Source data

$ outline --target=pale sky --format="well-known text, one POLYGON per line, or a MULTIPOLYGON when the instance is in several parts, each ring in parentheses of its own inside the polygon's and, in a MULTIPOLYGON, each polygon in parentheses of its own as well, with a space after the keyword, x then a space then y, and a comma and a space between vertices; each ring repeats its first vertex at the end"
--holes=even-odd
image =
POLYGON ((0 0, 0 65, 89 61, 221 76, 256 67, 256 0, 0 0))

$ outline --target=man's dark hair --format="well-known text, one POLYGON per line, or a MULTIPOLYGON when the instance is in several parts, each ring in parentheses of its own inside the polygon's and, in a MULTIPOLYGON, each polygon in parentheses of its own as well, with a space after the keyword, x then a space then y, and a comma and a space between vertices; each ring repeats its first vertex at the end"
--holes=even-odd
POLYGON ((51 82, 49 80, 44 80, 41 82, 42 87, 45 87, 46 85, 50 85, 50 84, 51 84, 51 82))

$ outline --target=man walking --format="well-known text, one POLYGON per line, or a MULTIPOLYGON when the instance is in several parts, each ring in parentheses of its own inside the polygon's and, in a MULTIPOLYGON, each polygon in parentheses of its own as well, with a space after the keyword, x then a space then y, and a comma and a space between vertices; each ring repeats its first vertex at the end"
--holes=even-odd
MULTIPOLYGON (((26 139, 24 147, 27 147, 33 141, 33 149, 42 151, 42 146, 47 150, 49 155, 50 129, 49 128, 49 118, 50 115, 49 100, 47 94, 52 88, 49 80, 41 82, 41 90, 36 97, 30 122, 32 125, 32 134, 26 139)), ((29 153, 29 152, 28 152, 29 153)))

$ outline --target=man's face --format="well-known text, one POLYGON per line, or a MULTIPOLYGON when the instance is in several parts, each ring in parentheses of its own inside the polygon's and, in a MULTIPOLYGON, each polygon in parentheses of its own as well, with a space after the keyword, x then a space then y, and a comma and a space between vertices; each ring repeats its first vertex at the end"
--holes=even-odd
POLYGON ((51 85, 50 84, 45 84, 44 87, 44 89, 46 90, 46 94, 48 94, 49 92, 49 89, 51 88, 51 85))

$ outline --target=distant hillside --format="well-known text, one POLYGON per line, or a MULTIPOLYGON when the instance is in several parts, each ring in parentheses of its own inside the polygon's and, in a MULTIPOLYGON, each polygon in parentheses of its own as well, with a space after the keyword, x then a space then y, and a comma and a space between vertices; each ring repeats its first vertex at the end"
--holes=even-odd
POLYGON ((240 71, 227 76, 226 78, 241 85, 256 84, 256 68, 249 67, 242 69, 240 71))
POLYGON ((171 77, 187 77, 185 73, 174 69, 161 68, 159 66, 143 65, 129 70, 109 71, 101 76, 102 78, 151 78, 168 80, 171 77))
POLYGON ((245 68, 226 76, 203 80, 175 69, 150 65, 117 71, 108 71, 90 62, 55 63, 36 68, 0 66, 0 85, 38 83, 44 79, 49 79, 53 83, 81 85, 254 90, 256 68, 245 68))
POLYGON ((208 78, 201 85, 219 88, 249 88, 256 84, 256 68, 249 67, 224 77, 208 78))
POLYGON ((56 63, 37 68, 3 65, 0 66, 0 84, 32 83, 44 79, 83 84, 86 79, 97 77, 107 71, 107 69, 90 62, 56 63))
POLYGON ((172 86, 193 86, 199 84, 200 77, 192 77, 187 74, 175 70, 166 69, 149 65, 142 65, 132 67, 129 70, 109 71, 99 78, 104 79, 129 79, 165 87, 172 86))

### Work to do
Write out every line of the listing above again, character for character.

### Answer to the exercise
$ outline --target=pale sky --format="well-known text, one POLYGON per line, or a MULTIPOLYGON when the instance is in several parts, each ring in parentheses of its own inside the polygon's and, in a MULTIPOLYGON, each polygon in parentheses of its own as well, with a space after the keyword, x then a space then y, and a comma and a space between vertices; each ring repeats its first vertex at the end"
--holes=even-odd
image =
POLYGON ((0 0, 0 65, 89 61, 221 76, 256 67, 256 0, 0 0))

$ outline --target=man's dark hair --format="well-known text, one POLYGON per line, or a MULTIPOLYGON when the instance is in several parts, each ring in parentheses of its own inside the polygon's and, in a MULTIPOLYGON, each polygon in parentheses of its own as well, with a space after the keyword, x then a space then y, and a comma and a space between vertices; each ring repeats its first vertex at the end"
--holes=even-odd
POLYGON ((51 82, 49 80, 44 80, 41 82, 42 87, 45 87, 46 85, 50 85, 50 84, 51 84, 51 82))

$ outline --target=man walking --format="well-known text, one POLYGON per line, or a MULTIPOLYGON when the instance is in several parts, each ring in parentheses of its own inside the polygon's and, in a MULTIPOLYGON, each polygon in parentheses of its own as well, with a space after the keyword, x then a space then y, and a comma and a space between vertices; each ring repeats its first vertex at the end"
--holes=even-odd
MULTIPOLYGON (((26 139, 24 147, 27 147, 33 141, 33 149, 42 151, 42 146, 47 150, 49 155, 50 129, 49 128, 49 118, 50 115, 49 100, 47 94, 52 88, 49 80, 41 82, 41 90, 36 97, 30 122, 32 125, 32 134, 26 139)), ((29 153, 29 152, 28 152, 29 153)))

$ outline --target=man's face --format="well-known text, one POLYGON per line, or a MULTIPOLYGON when the instance is in several parts, each ring in parentheses of its own inside the polygon's and, in a MULTIPOLYGON, each polygon in parentheses of its own as well, with a space after the keyword, x then a space then y, and a comma and a space between vertices; each ring repeats its first vertex at the end"
--holes=even-odd
POLYGON ((51 85, 50 84, 45 84, 44 87, 44 89, 46 90, 46 94, 48 94, 49 92, 49 89, 51 88, 51 85))

$ outline --target=distant hillside --format="well-known text, one POLYGON per line, or a MULTIPOLYGON when the instance is in several parts, each ring in parentheses of its own inside the polygon's and, in a MULTIPOLYGON, each polygon in parentheses of its own as well, with a space after the keyword, x then a space then y, and a comma and a space between vertices; each ring repeats its first vertex at the end"
--holes=even-odd
POLYGON ((240 71, 227 76, 226 78, 241 85, 256 84, 256 68, 249 67, 242 69, 240 71))
POLYGON ((171 77, 187 77, 185 73, 174 69, 161 68, 159 66, 143 65, 129 70, 109 71, 101 76, 102 78, 151 78, 168 80, 171 77))
POLYGON ((245 68, 226 76, 203 80, 175 69, 150 65, 117 71, 108 71, 90 62, 55 63, 36 68, 0 66, 0 85, 38 83, 44 79, 49 79, 53 83, 81 85, 254 90, 256 68, 245 68))
POLYGON ((208 78, 201 85, 219 88, 249 88, 256 84, 256 68, 249 67, 224 77, 208 78))
POLYGON ((56 63, 37 68, 3 65, 0 66, 0 84, 32 83, 44 79, 83 84, 86 79, 97 77, 107 71, 107 69, 90 62, 56 63))
POLYGON ((172 86, 193 86, 199 84, 200 77, 192 77, 187 74, 175 70, 166 69, 149 65, 142 65, 132 67, 129 70, 109 71, 99 78, 104 79, 129 79, 165 87, 172 86))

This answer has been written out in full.